_Excerpt provided:_
'''

This story of adventure began with a young French nobleman named Chavet
who lived in the period of the French exploration of the New World,
and who was said to be a kinsman of the King of France. He asked the
king for permission to explore a part of the Louisiana Territory, and for
a grant to whatever part of it he might find to his liking. The King agreed to his request.
Chavet was engaged to be married to a young girl in Paris who, when told of his plans, asked that they be married before he left France so that she might accompany him. Thinking of the hardship and danger that would probably be encountered, Chavet refused the girl's request and told her that on his return, if he found the country good, they would be married and go to the New World to spend their lives. The girl, however, refused to accept his denial. She disguised herself as a boy and applied to the captain of Chavet's ship when it was being outfitted for the trip for a place as a cabin boy, calling herself Jean.

'''

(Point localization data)
'''

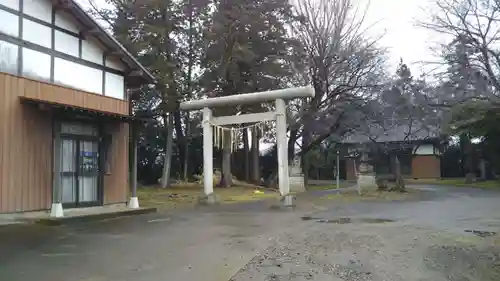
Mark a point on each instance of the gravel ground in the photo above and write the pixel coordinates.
(358, 251)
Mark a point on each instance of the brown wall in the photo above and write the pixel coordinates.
(116, 182)
(426, 166)
(349, 169)
(25, 150)
(42, 91)
(26, 147)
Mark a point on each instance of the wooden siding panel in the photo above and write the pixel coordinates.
(116, 182)
(43, 91)
(25, 149)
(426, 166)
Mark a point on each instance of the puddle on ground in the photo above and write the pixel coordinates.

'''

_Required action A:_ List every place named in the text about Chavet.
_Required action B:_ Translate this sentence from the text about Chavet into Spanish: "He asked the king for permission to explore a part of the Louisiana Territory, and for a grant to whatever part of it he might find to his liking."
_Required action C:_ Please continue the story of Chavet from where it stops.

_Task answer A:_ New World, Louisiana Territory, France, Paris

_Task answer B:_ Le pidió al rey permiso para explorar una parte del Territorio de Luisiana, y una concesión sobre cualquier parte de él que fuera de su agrado.

_Task answer C:_
The girl must have been incredibly clever in disguise, for it is said that not even Chavet recognized her or suspected that she was not a boy. The sailors called her Petit Jean.
The ocean was crossed in early spring, the vessel ascended the Mississippi, and then the Arkansas River to the foot of this Mountain, which must have looked to the voyagers as they approached it like the prow of a great ship.
The Indians who lived on the Mountain, seeing a ship for the first time, came down to the river and gave Chavet and his sailors a friendly and hospitable greeting. They invited the sailors to the top of the mountain. The invitation was accepted and Chevet and his men, including the cabin boy, found life with the Indians so pleasant that the entire summer was spent there.
Petit Jean fished the streams and hunted the forests of the region with Chevet, the sailors and the Indians until fall approached, when Chevet began preparations for the voyage back to France. When the ship was ready, supplied with food from the forest and water from the springs of the Mountain, and everything needed for the trip, Chavet, his sailors and Petit Jean went aboard on the evening before the day set for the start down the river. Chevet told the Indians that he would return the next year.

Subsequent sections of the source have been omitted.